— Exercise input —
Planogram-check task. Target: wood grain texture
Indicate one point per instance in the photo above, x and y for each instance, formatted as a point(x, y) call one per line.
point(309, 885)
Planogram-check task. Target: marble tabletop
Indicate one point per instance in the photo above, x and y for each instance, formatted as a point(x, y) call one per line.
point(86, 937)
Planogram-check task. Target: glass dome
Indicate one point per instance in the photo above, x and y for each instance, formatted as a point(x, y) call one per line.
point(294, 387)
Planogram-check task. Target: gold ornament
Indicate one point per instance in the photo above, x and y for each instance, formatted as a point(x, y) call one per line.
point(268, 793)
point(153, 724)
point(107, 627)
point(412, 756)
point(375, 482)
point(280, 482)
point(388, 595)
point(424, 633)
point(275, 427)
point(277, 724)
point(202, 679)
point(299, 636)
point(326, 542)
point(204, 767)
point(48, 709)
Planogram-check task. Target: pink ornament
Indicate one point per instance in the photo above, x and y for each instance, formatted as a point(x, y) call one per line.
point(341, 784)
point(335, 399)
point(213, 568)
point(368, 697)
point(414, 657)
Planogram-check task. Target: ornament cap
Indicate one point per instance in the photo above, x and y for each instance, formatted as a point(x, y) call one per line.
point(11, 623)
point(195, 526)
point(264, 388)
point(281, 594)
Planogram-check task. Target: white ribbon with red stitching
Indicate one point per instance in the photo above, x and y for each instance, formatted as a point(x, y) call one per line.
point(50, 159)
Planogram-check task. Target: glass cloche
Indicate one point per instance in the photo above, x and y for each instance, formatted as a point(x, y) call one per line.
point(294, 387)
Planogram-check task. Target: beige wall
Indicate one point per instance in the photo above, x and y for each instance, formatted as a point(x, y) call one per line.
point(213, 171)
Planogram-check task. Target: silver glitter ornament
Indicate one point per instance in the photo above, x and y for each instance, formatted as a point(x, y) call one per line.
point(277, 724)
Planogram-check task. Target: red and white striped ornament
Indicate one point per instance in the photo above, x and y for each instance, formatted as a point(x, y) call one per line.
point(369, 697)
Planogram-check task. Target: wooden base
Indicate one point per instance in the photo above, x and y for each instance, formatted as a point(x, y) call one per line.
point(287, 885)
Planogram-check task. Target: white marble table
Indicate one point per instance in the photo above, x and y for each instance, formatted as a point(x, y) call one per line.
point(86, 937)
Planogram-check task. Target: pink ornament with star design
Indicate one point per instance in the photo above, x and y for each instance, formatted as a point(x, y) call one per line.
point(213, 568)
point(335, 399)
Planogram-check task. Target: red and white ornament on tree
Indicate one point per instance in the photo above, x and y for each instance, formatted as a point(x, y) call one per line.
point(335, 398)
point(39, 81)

— Problem description —
A line counts if it holds the word "marble". Work out how many lines in the listing count, and give only that number.

— Result for this exercise —
2